From the data, return each line holding the word "table".

[Stored records]
((

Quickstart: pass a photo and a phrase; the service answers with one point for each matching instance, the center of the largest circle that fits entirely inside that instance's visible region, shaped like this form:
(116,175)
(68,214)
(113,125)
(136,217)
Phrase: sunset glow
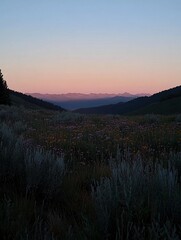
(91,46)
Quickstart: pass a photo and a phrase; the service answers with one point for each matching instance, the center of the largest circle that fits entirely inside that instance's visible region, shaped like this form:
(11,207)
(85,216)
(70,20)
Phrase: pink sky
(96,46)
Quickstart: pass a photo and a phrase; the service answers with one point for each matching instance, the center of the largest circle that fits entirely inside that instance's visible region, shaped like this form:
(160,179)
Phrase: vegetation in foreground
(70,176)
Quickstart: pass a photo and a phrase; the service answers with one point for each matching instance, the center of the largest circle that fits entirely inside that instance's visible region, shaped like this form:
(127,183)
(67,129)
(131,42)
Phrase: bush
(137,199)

))
((

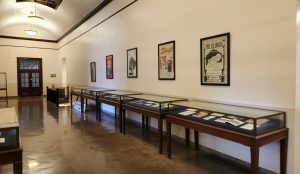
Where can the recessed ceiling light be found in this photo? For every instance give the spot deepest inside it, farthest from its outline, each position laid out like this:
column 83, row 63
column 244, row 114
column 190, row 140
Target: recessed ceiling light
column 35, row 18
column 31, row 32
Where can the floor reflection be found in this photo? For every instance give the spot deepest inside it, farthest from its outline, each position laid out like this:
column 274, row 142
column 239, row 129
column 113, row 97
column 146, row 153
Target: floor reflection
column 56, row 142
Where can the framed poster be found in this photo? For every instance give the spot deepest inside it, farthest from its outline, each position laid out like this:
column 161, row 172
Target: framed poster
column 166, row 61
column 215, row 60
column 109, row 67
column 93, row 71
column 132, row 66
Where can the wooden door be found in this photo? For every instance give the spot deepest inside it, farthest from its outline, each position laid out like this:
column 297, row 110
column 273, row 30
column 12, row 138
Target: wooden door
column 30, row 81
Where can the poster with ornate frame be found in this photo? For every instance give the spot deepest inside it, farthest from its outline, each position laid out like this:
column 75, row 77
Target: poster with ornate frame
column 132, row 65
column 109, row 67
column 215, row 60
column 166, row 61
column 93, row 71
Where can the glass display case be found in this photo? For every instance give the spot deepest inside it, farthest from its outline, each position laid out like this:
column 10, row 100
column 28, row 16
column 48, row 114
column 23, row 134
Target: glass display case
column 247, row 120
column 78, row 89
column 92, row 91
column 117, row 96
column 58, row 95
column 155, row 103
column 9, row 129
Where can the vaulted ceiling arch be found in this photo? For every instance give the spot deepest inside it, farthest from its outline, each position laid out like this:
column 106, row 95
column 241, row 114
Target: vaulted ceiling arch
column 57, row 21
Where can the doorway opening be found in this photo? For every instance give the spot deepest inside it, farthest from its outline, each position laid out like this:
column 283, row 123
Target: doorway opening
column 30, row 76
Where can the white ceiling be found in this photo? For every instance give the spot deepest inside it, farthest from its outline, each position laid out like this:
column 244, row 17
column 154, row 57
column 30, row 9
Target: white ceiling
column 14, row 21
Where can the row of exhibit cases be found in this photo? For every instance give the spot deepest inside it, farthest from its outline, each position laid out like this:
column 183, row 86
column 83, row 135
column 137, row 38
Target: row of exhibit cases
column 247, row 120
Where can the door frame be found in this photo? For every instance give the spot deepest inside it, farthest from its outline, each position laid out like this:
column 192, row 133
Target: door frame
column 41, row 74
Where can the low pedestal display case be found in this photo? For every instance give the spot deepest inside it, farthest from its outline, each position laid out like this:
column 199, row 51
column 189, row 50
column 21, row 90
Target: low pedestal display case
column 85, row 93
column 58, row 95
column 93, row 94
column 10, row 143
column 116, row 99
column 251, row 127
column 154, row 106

))
((

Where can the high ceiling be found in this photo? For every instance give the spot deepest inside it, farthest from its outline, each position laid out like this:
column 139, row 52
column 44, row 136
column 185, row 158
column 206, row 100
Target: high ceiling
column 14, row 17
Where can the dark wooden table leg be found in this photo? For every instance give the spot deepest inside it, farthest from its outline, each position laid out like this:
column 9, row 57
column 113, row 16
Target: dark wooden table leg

))

- _Result of this exercise_:
Where can the dark wooden table leg be found in this photo? For every instance give the spot deepest inside it, farthest from its outline, each position laid out like this:
Target: dark wooden table leg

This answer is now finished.